Starting at the top of the records and ending with the line that contains "positive clicks: (315, 235)", write those lines out again, replacing "SVG path" with "polygon list" and leaving everything else untouched.

┄┄┄┄┄┄┄┄┄┄┄┄┄┄┄┄┄┄┄┄

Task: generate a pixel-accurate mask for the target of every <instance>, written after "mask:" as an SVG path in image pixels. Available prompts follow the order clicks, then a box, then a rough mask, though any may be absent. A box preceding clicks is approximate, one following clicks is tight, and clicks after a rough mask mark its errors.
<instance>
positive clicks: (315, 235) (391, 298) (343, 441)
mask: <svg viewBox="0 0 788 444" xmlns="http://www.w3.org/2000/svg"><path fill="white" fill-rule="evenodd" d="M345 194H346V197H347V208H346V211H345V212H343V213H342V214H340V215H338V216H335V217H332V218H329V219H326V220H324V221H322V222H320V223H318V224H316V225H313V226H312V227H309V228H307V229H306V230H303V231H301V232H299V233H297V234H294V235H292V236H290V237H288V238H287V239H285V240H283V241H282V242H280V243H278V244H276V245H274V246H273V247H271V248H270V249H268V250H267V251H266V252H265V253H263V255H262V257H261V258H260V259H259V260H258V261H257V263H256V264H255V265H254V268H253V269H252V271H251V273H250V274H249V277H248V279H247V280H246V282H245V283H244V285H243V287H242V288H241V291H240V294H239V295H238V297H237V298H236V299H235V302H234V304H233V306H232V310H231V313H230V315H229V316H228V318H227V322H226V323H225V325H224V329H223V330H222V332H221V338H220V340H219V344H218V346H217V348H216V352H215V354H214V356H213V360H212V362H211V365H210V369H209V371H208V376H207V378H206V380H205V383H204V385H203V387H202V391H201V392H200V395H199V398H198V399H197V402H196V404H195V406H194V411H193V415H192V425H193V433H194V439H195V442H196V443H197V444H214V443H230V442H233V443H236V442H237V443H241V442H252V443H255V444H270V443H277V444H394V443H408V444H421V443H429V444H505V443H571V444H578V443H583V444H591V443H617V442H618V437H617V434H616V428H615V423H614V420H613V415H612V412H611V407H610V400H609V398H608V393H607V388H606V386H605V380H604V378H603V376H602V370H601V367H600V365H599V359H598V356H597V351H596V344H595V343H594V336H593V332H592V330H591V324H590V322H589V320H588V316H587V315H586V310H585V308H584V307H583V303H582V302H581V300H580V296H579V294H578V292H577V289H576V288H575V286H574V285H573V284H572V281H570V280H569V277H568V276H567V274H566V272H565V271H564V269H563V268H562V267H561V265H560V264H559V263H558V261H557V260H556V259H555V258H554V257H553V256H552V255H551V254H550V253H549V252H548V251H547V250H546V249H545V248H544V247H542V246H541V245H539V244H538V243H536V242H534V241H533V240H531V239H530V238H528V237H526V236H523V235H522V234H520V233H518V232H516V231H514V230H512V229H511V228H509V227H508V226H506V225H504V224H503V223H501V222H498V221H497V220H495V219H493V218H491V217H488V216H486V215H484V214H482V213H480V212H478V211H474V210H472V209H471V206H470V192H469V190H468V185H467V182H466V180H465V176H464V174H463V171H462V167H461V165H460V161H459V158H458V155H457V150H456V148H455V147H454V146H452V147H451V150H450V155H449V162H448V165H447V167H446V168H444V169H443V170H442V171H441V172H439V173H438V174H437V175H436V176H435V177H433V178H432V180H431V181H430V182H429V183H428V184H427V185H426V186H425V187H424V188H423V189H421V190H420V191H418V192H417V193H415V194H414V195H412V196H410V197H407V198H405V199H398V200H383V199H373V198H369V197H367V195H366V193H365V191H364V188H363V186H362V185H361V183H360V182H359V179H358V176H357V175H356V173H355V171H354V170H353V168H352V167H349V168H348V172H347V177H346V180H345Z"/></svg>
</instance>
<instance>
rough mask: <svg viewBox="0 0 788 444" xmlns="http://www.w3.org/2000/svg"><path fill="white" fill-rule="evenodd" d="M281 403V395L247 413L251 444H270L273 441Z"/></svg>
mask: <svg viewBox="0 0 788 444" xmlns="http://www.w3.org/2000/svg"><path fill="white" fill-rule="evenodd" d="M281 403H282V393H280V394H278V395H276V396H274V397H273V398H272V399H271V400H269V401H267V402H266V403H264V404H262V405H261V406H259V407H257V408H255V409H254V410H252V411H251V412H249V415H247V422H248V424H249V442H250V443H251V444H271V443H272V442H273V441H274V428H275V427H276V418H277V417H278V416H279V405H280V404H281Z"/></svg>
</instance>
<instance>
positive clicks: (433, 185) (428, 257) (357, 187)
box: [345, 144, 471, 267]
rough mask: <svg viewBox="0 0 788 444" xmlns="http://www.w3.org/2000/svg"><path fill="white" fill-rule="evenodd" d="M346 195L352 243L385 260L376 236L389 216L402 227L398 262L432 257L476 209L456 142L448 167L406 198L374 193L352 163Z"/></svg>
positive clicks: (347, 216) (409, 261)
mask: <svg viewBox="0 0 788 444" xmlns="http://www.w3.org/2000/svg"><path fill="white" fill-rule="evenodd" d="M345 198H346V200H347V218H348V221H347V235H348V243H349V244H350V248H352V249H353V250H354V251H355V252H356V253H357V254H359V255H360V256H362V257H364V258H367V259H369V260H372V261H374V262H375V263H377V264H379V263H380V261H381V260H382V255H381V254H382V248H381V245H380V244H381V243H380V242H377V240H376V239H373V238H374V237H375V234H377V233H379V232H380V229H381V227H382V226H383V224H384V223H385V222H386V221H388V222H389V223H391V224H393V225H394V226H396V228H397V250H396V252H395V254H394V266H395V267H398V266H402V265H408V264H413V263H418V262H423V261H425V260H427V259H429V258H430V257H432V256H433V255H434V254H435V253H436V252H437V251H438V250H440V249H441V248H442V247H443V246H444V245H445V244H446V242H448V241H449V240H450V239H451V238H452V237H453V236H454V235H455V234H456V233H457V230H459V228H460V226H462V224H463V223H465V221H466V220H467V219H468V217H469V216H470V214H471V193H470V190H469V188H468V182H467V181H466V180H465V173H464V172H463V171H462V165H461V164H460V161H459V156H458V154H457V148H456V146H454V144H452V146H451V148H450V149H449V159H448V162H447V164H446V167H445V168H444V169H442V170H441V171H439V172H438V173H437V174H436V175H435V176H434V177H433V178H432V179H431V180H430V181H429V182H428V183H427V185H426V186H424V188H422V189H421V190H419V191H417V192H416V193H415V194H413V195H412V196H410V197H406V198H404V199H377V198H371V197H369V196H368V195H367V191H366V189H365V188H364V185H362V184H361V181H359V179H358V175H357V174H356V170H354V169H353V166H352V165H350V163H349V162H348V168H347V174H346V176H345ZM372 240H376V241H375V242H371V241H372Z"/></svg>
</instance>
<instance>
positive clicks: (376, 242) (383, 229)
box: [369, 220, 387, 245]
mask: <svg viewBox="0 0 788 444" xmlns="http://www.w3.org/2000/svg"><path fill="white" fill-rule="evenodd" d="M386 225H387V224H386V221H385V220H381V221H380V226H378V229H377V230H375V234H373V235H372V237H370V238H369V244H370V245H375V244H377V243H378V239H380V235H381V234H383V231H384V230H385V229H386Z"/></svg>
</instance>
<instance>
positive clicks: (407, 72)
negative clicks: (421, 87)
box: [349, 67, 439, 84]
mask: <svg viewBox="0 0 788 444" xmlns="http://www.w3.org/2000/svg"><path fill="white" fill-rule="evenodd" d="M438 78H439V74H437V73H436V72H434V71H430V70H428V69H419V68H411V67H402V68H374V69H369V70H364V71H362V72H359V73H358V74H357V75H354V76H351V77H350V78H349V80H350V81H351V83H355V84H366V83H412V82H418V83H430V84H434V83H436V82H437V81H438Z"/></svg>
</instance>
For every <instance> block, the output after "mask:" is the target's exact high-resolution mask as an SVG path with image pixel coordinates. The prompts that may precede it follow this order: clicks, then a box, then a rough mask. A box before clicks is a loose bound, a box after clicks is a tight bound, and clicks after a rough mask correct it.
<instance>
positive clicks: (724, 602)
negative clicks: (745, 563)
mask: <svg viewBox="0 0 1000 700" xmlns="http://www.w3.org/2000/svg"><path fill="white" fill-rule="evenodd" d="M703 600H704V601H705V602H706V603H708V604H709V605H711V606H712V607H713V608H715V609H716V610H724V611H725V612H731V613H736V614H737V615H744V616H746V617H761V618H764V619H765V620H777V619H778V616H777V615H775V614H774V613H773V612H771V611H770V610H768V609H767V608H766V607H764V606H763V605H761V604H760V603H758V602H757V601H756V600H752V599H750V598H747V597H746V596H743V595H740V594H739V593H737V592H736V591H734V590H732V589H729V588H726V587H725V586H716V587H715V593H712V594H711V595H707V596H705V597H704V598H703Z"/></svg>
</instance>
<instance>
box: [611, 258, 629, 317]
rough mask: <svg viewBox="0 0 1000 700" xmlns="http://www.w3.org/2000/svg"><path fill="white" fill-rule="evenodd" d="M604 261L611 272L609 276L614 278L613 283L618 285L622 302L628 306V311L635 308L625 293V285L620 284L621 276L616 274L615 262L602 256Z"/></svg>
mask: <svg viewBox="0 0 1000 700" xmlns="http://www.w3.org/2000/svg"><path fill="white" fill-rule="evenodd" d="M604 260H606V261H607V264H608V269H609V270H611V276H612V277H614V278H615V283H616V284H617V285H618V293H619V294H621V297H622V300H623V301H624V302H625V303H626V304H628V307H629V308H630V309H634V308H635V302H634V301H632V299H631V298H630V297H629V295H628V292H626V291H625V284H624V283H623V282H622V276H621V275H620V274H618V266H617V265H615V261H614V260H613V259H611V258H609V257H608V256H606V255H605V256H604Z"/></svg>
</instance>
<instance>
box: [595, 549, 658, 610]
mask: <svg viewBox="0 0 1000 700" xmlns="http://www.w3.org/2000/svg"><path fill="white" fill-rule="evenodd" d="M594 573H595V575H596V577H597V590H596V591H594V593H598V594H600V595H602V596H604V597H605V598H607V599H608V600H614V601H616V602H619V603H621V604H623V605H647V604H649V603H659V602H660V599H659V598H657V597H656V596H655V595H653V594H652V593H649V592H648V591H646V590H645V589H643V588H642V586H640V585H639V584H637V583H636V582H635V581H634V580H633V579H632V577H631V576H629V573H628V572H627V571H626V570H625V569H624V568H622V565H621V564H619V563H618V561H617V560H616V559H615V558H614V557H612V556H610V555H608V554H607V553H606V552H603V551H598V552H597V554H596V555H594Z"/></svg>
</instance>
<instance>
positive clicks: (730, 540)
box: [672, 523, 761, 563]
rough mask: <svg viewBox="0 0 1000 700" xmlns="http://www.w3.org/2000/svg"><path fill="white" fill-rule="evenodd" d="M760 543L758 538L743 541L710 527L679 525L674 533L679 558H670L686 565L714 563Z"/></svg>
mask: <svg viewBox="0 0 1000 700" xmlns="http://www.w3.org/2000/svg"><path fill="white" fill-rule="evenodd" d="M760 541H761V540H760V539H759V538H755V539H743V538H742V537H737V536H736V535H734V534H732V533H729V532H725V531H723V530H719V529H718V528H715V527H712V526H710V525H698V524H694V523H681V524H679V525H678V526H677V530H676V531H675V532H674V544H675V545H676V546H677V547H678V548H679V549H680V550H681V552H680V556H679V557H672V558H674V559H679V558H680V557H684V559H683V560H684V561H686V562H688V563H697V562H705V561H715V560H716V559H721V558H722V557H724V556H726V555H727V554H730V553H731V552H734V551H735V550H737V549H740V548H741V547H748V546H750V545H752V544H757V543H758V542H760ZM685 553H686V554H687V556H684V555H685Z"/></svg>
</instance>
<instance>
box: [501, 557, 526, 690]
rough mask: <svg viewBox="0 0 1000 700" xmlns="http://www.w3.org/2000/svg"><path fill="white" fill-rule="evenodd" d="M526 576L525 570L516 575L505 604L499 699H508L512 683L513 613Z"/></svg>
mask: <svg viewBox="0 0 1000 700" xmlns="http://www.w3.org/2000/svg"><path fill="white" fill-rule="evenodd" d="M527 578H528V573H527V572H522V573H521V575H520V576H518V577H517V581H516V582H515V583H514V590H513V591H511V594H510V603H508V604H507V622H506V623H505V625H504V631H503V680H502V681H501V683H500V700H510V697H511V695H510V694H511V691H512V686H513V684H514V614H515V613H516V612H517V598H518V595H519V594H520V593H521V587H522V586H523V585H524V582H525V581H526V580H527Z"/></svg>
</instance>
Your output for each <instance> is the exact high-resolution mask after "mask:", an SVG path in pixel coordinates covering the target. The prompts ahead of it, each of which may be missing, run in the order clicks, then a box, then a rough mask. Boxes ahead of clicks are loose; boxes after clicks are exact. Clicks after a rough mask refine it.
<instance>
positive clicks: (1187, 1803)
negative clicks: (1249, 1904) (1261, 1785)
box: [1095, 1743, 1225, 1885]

┄┄┄┄┄┄┄┄┄┄┄┄┄┄┄┄┄┄┄┄

ANSWER BELOW:
Task: generate a pixel-accurate mask for the target of every <instance>, written after "mask:" as an polygon list in image pixels. Available prompts follow the order clicks, then a box, then a rough mask, though any may be absent. A box preceding clicks is approximate, one following clicks is tight, and clicks after a rough mask mark its errors.
<instance>
positive clicks: (315, 235) (391, 298) (343, 441)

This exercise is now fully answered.